__Document excerpt__:
***

A receiver operating characteristics analysis is widely used to evaluate the performance of machine learning models; however, a disadvantage of this analysis is that it can be applied to only one signal (lesion) from one sample. In contrast, the free-response receiver operating characteristic (FROC) analysis method used in this study considers the coordinates and probability of each lesion. Thus, FROC analysis is suitable for cases where one sample contains multiple signals (lesions).[19–21]
3. Result
3.1. Gold standard for rib fracture detection
According to their independent interpretations of chest CT images of 39 patients, Radiologist A detected 224 fractures, whereas Radiologist B detected 215 fractures. Subsequently, after consultation with each other, the two radiologists defined 256 lesions in the chest CT images as rib fractures. We considered this result as the gold standard for our performance evaluation. Sensitivity and positive predictive values of each radiologist based on the gold standard are listed in Table 2.
Table 2.
Sensitivity (95% CI) | Positive Predictive Value (95% CI) | |
Radiologist A | 224/256 | 224/233 |
0.875 (0.834–0.916) | 0.961 (0.935–0.988) | |
Radiologist B | 215/256 | 215/227 |
0.840 (0.795–0.885) | 0.947 (0.916–0.978) |
3.2. Sensitivity and positive predictive value
The sensitivities, positive predictive values, and highest F1 scores for the three results (obtained via the software, by Intern A, and by Intern B) are listed in Table 3. The thresholds of the confidence score for the highest F1 scores were 26%, 20%, and 53% for the software, Intern A, and Intern B, respectively. The sensitivities of the results made by the software and the two interns as well as the P-values between the software and each intern are shown as a forest plot in Figure 3. Based on these results, the software showed significantly higher sensitivity for rib fracture detection than both Intern A (0.645 vs 0.313; P < .001) and Intern B (0.645 vs 0.258; P < .001). However, the sensitivity of the software (0.645) was lower than those of both Radiologist A (0.875) and Radiologist B (0.840).

***

__Dataset excerpts__:
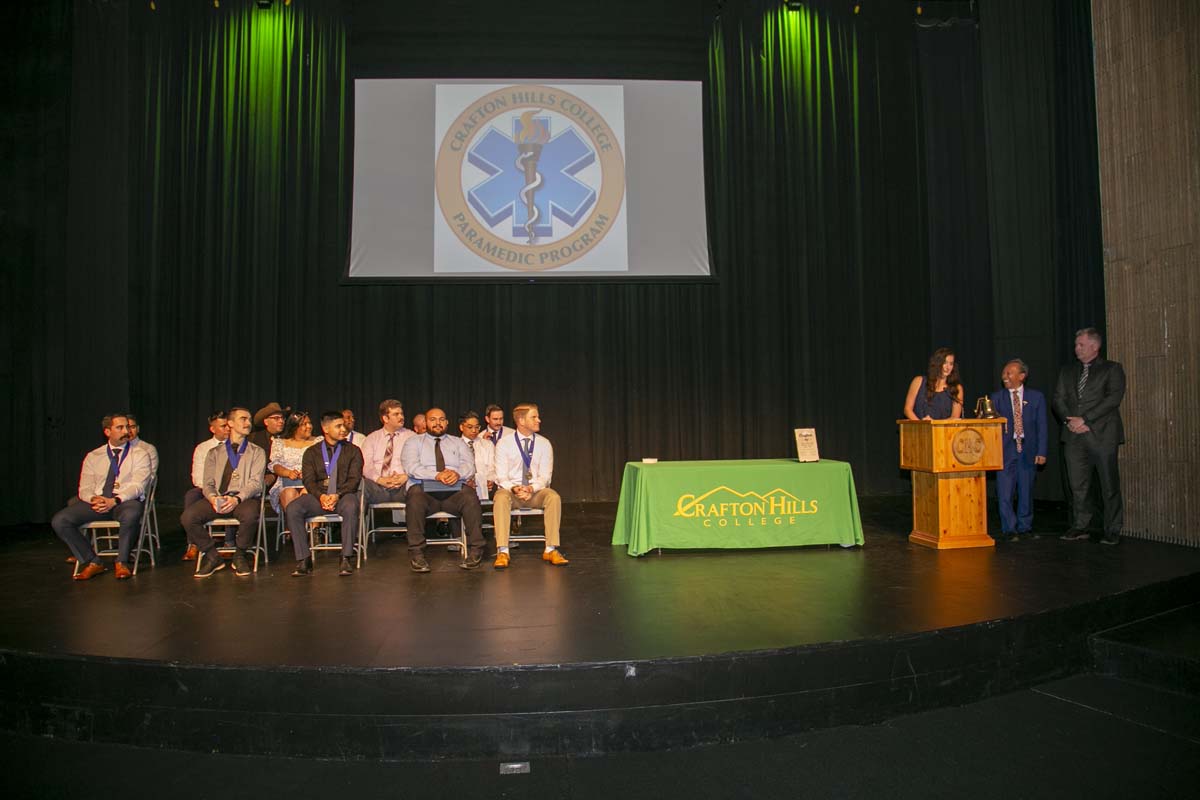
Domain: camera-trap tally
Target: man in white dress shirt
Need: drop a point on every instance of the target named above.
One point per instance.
(151, 451)
(220, 429)
(525, 465)
(219, 426)
(438, 465)
(382, 465)
(485, 455)
(496, 429)
(112, 486)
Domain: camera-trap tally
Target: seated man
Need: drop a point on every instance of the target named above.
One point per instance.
(352, 435)
(151, 451)
(496, 429)
(220, 429)
(112, 486)
(233, 485)
(525, 464)
(268, 425)
(438, 467)
(382, 467)
(330, 470)
(485, 455)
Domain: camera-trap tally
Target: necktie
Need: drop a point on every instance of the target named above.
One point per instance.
(107, 492)
(226, 476)
(527, 473)
(387, 453)
(1018, 420)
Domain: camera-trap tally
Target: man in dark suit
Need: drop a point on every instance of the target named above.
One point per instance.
(1087, 402)
(1025, 449)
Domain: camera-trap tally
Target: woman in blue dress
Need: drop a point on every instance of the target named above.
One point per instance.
(937, 395)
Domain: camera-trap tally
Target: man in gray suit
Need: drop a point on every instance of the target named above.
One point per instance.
(1087, 402)
(233, 483)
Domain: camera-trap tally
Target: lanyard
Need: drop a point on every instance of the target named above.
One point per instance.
(235, 455)
(527, 457)
(113, 463)
(331, 464)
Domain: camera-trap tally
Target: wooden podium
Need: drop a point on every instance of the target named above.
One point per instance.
(949, 492)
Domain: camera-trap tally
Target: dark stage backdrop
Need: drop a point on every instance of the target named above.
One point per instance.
(851, 220)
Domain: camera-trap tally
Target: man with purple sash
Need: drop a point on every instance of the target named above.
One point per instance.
(331, 471)
(233, 487)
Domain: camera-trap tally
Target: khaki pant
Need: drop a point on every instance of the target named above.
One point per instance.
(546, 499)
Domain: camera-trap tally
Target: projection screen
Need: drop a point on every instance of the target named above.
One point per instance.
(528, 180)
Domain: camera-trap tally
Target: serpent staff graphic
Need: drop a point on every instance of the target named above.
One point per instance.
(531, 138)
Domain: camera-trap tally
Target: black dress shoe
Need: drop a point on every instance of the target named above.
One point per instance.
(210, 564)
(239, 564)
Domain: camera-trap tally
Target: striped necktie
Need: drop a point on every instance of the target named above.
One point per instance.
(1018, 420)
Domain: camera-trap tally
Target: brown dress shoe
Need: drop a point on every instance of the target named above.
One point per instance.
(90, 571)
(555, 558)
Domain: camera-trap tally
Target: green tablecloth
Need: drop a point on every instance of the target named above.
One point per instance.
(737, 504)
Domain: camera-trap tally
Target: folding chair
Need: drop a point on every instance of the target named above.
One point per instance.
(367, 527)
(109, 533)
(516, 535)
(226, 524)
(321, 533)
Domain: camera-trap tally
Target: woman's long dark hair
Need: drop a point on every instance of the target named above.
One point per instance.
(295, 419)
(953, 383)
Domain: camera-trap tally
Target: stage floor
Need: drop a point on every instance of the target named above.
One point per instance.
(604, 607)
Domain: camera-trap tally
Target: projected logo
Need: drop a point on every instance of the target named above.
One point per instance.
(531, 178)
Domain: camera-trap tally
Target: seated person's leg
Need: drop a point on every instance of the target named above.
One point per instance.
(348, 509)
(288, 495)
(129, 513)
(298, 511)
(419, 505)
(552, 513)
(193, 518)
(246, 512)
(66, 527)
(502, 515)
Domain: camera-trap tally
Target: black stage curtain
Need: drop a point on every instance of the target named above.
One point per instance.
(208, 208)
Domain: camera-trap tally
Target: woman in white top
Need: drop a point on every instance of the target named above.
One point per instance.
(287, 451)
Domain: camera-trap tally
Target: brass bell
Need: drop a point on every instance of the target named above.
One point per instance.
(984, 409)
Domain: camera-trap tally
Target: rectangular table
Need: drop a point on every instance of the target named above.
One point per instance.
(737, 504)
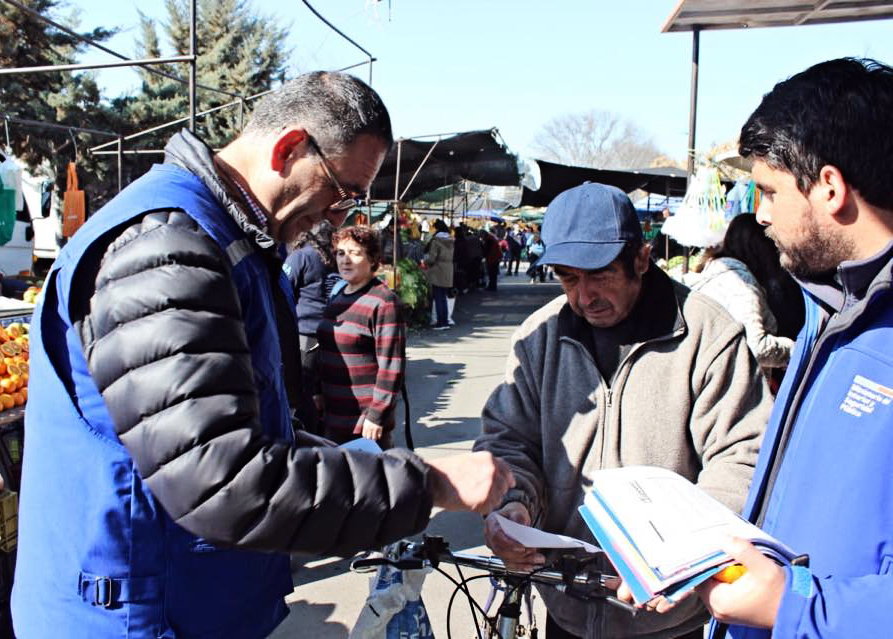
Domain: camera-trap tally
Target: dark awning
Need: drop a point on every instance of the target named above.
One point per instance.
(735, 14)
(477, 156)
(556, 178)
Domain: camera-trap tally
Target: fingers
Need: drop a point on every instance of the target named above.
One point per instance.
(474, 481)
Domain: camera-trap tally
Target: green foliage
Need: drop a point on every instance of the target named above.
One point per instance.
(413, 290)
(239, 52)
(59, 97)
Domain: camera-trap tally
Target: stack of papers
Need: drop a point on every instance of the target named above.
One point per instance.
(663, 533)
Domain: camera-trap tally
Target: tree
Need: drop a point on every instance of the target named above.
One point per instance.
(57, 97)
(596, 138)
(239, 52)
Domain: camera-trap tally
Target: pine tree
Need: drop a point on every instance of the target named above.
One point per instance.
(239, 52)
(57, 97)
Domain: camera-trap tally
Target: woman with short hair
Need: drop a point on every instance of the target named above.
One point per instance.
(362, 343)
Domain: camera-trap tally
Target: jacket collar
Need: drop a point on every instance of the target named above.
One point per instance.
(189, 152)
(655, 315)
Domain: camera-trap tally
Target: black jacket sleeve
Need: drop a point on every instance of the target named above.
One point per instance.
(166, 346)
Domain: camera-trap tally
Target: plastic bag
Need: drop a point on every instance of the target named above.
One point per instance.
(394, 607)
(74, 206)
(7, 212)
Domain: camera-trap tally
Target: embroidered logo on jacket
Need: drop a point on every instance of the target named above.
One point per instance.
(864, 395)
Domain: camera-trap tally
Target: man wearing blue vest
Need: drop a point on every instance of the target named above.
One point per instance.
(162, 484)
(822, 144)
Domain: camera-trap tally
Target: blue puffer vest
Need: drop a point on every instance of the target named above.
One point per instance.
(98, 556)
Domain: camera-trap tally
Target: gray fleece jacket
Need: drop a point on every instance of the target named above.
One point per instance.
(691, 398)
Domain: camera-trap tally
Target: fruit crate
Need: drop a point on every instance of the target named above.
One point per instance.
(9, 520)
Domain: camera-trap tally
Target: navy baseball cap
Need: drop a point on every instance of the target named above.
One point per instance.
(587, 226)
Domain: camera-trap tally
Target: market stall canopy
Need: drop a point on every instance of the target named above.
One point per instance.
(556, 178)
(479, 156)
(736, 14)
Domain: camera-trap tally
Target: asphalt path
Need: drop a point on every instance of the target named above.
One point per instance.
(450, 374)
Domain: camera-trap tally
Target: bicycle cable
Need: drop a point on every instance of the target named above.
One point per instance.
(465, 591)
(470, 607)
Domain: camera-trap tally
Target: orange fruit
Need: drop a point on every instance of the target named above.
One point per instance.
(10, 349)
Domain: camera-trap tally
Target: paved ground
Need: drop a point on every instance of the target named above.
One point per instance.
(449, 376)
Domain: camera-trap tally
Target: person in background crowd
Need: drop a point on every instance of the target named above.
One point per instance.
(492, 257)
(535, 250)
(514, 253)
(822, 147)
(387, 243)
(439, 265)
(162, 485)
(730, 277)
(628, 367)
(663, 246)
(312, 272)
(362, 344)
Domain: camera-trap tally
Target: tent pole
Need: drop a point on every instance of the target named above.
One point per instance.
(395, 213)
(692, 119)
(193, 63)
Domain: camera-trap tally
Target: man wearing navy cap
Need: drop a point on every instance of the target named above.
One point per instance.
(627, 367)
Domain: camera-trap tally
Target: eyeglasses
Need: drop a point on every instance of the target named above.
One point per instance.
(346, 201)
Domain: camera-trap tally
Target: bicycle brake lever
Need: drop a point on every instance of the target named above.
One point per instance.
(368, 564)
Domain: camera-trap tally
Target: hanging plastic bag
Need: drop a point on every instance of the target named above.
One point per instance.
(7, 212)
(394, 607)
(701, 218)
(74, 205)
(11, 176)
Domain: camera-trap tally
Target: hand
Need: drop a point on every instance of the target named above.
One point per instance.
(371, 430)
(472, 481)
(516, 556)
(752, 599)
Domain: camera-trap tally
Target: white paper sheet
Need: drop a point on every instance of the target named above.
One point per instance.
(535, 538)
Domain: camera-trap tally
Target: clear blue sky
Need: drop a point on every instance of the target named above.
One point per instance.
(514, 64)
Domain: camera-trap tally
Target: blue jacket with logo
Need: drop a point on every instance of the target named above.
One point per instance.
(160, 474)
(824, 480)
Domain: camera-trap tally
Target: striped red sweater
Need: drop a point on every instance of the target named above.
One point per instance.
(362, 354)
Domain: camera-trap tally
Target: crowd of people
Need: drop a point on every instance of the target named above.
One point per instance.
(167, 372)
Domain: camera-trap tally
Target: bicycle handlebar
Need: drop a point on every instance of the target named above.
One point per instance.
(566, 575)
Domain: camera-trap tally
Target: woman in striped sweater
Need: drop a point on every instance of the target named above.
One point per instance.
(362, 344)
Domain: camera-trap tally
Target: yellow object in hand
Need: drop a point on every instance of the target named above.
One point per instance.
(730, 573)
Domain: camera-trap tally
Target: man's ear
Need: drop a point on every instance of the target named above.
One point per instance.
(286, 144)
(830, 191)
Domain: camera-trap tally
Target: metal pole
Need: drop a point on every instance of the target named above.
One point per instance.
(693, 108)
(34, 14)
(692, 120)
(192, 65)
(394, 215)
(95, 65)
(120, 163)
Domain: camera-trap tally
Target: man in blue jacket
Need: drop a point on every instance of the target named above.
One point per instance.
(822, 144)
(162, 485)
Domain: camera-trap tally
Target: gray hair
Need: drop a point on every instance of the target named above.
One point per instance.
(335, 108)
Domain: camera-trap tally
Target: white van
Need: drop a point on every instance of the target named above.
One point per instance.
(37, 234)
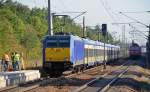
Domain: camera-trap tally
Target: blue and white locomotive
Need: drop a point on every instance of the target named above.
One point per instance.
(61, 52)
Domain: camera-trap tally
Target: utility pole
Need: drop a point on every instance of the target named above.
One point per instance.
(104, 33)
(83, 26)
(50, 20)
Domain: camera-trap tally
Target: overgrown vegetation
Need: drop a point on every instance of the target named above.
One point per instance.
(22, 29)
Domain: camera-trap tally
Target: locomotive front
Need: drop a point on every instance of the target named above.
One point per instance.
(56, 53)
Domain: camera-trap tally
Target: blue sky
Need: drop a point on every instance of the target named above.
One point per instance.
(102, 11)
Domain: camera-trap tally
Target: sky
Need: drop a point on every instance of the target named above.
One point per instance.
(104, 11)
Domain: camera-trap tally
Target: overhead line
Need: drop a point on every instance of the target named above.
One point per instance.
(101, 1)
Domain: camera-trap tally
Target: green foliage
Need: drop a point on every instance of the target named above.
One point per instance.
(22, 29)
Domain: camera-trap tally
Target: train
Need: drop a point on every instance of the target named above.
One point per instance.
(135, 51)
(62, 52)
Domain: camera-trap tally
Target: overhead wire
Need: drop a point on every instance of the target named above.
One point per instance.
(109, 14)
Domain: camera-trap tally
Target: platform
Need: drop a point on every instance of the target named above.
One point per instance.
(18, 77)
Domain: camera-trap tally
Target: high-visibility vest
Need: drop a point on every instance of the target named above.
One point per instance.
(6, 57)
(17, 57)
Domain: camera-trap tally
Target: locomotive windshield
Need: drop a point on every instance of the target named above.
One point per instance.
(58, 41)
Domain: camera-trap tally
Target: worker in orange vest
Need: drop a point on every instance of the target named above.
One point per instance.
(5, 60)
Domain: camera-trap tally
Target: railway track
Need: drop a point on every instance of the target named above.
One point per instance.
(102, 83)
(45, 81)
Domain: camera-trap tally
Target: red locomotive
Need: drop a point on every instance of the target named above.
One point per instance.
(135, 51)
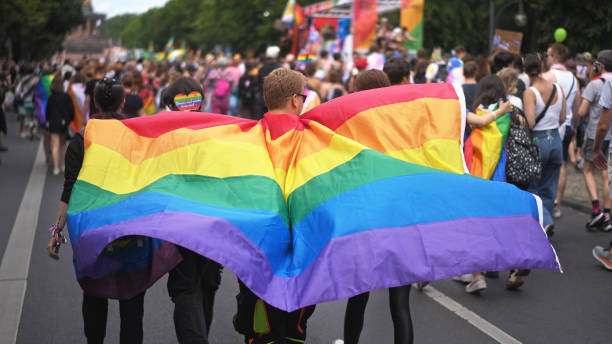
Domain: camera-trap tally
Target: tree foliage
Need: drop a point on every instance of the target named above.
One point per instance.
(242, 25)
(35, 29)
(116, 24)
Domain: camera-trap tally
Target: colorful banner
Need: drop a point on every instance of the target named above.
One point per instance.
(280, 210)
(364, 24)
(411, 17)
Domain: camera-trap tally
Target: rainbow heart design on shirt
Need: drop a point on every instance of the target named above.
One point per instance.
(189, 102)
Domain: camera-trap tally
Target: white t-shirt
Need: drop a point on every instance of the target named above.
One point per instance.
(570, 86)
(551, 118)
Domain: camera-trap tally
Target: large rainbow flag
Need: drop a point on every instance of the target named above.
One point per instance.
(364, 192)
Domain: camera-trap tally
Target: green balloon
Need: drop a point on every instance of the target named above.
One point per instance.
(560, 35)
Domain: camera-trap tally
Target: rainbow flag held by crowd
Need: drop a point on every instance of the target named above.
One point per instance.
(41, 96)
(366, 191)
(485, 147)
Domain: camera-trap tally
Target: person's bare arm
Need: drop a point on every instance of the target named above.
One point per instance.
(529, 107)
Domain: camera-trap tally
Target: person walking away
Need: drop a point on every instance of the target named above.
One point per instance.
(604, 256)
(590, 104)
(399, 297)
(60, 112)
(556, 55)
(544, 121)
(134, 105)
(258, 321)
(108, 98)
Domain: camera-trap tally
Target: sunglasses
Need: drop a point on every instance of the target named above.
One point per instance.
(301, 95)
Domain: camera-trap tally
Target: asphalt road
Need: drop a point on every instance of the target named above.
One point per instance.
(572, 307)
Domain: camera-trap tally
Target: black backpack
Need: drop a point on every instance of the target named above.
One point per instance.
(523, 163)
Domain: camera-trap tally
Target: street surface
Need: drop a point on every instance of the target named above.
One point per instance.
(572, 307)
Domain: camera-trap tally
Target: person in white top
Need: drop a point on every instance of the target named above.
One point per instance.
(590, 104)
(544, 121)
(555, 58)
(604, 256)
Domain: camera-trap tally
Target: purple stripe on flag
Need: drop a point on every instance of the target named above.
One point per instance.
(126, 285)
(352, 264)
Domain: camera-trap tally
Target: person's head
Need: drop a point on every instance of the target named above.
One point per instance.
(109, 96)
(604, 61)
(490, 90)
(509, 76)
(99, 70)
(284, 91)
(398, 71)
(470, 69)
(57, 85)
(533, 65)
(502, 60)
(370, 79)
(556, 53)
(459, 51)
(334, 76)
(127, 81)
(185, 94)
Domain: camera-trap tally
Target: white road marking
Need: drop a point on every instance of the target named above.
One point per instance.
(471, 317)
(16, 260)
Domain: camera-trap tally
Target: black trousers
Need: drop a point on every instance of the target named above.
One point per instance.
(192, 285)
(95, 311)
(399, 304)
(261, 323)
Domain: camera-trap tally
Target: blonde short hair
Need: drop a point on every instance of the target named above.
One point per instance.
(280, 85)
(509, 77)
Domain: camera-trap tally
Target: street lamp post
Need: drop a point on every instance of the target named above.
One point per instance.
(520, 18)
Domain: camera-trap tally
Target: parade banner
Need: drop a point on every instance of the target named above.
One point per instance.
(411, 17)
(364, 24)
(342, 200)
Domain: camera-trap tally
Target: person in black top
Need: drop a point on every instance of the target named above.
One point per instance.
(90, 87)
(59, 113)
(109, 98)
(193, 283)
(134, 106)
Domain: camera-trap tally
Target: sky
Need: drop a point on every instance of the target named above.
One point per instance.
(115, 7)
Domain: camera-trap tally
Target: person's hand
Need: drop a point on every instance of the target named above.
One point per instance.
(53, 249)
(504, 106)
(599, 159)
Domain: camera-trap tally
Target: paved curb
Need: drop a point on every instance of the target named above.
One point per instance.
(579, 206)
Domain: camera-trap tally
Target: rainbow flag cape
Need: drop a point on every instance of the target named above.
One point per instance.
(342, 200)
(485, 147)
(41, 95)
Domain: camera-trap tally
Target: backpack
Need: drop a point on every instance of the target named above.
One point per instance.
(222, 88)
(523, 163)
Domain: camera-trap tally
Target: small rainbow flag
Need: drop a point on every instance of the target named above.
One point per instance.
(342, 200)
(485, 147)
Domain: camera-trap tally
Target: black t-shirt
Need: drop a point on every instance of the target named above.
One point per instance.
(133, 103)
(469, 90)
(89, 88)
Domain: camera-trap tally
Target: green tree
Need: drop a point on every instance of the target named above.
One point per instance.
(35, 29)
(116, 24)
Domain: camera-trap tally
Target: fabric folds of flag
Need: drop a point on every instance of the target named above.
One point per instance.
(303, 209)
(485, 147)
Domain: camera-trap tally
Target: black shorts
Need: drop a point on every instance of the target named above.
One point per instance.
(567, 139)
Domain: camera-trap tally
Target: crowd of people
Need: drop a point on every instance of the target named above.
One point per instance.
(565, 102)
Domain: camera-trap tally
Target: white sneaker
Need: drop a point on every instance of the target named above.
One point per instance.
(477, 285)
(467, 278)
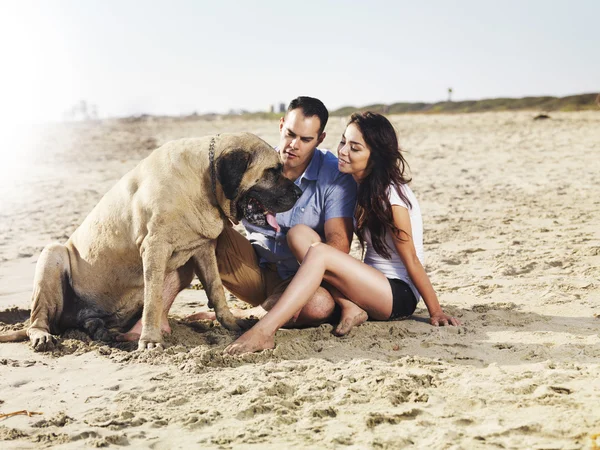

***

__Exercise description__: Continue the rib fracture study from the point where it stops. The items have nothing to do with the rib fracture study.

__Written answer__:
Table 3.
Sensitivity (95% CI) | Positive Predictive Value (95% CI) | F1 Score | |
The DCNN software (confidence score from 26% to 100%) | 165/256 | 165/208 | 0.711 |
0.645 (0.586–0.703) | 0.793 (0.738–0.848) | ||
Intern A (confidence score from 20% to 100%) | 80/256 | 80/94 | 0.457 |
0.313 (0.256–0.369) | 0.851 (0.778–0.924) | ||
Intern B (confidence score from 53% to 100%) | 66/256 | 66/89 | 0.383 |
0.258 (0.204–0.311) | 0.742 (0.651–0.832) |
3.3. JAFROC analysis
The FOMs obtained based on JAFROC analysis are listed in Table 4. The FOMs for the detection results obtained via the DCNN software, by Intern A, and by Intern B are in a descending order. The differences between the FOMs were estimated using two-sided confidence intervals of 95%; these differences are depicted in Figure 4 as a forest plot. The DCNN software was non-inferior to the rib fracture detection performed by both interns. P values between two FOMs are also shown in Figure 4. Because we performed the test two times, the P value was corrected via the Bonferroni correction; a P value of .025 or less was considered to be statistically significant. There was no significant difference between the performance obtained via the DCNN software and that by each intern.
Table 4.
The DCNN software | Intern A | Intern B | |
Figure-Of-Merit (95%CI) | 0.571 (0.454–0.689) | 0.514 (0.415–0.614) | 0.500 (0.393–0.607) |
3.4. Cause of false positive
The causes of false positive results among the rib fractures detected by the DCNN software are as follows: contrast enhancement of intercostal artery, 5/43: costotransverse joint, 3/43; bone island, 2/43; costovertebral joint, 1/43; lung nodule, 1/43; unknown reason, 31/43.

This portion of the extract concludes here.